• [Given records]
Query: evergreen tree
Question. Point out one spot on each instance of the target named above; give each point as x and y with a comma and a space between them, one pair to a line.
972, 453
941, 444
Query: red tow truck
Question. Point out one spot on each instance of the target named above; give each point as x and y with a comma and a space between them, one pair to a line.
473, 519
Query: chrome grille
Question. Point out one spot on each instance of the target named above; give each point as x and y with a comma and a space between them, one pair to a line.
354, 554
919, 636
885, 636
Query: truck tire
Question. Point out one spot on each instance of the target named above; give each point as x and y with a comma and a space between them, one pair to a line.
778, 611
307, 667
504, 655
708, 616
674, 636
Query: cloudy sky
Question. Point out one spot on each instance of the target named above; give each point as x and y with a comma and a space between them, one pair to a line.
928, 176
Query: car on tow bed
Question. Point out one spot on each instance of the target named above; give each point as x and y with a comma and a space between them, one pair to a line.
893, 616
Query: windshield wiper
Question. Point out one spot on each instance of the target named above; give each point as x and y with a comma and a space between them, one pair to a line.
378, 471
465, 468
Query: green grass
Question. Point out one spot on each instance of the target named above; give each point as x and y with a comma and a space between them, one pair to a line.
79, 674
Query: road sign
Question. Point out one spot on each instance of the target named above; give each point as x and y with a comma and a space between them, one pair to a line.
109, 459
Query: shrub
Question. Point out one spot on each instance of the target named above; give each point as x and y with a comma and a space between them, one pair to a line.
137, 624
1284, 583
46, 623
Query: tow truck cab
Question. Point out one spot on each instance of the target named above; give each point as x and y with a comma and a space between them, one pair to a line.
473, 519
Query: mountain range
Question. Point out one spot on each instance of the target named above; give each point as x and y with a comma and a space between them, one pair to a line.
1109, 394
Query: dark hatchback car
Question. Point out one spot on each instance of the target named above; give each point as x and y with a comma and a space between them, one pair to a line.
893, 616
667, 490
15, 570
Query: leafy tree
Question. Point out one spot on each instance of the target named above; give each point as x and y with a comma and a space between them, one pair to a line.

• [What you are asked to do]
Can you reproduce every row above, character for character, with nothing added or changed?

• [Exercise solution]
Query: evergreen tree
Question. Point out one spot on each instance of the target named above; give each point as x and y with a comma and a space between them, one pair to a line.
972, 453
941, 444
Query: red tow truck
Question. Point out one spot on each instance of the target named above; give each point as x and y with a comma and a space between them, one pair to a line.
473, 519
Query: chrome grille
Question. Point out one spot on each instance of the target named above; give each point as x and y with a comma and a space between them, one pair to a line.
354, 554
919, 636
885, 636
Query: truck tire
Question. Point out one spot on each instance of the target named above; give each point as x and y with a comma and a space between them, one pair to a line.
778, 611
307, 667
504, 655
708, 616
674, 636
Query: cloudy sky
Question. Point out one spot on each instance of the target named above; give each point as x and y with a comma and a space between them, one pair to a line.
928, 176
Query: car on tow bed
Question. Point out one spot on each instance of the target named above; give each point as x and y with a comma and a space between them, one pair to a line.
893, 616
Query: windshield wiper
Question. Point out one spot on each instance of the target named above; give each point as x and y with a comma and a space between them, one pair to a line.
378, 471
465, 468
Query: green grass
Question. Point out one spot on each instance of the target named above; give each point as x and y with a comma and a space between them, one pair to a line.
79, 674
Query: road sign
Question. Point out one spot on each instance of the target named above; give each point as x and y with a comma and a space between them, one pair to a line.
109, 459
Query: shrub
Question. Point out one spot on each instance of the target named above; give each point as x and y with a comma and a space between them, one pair to a line.
137, 624
1284, 583
46, 623
Query: tow truck cab
Question. Point out one spot on each instance of the target named above; give each point as x and y with a comma and a space between them, one pair to a line.
473, 519
Query: mountain range
Question. Point out one spot on each instance of the target named above; give each point as x and y with a comma and a space between them, one pair to a line.
1109, 394
Query: dark hatchback car
Question. Point out one spot on each instance of the target named above; give each point as x and y with a comma and a space between them, one pair to a line.
893, 616
667, 490
15, 570
Query: leafy tree
Question. Point out one spot on each instance of the target named above; give each point as x and y with a comma and a space between them, one pair to a line.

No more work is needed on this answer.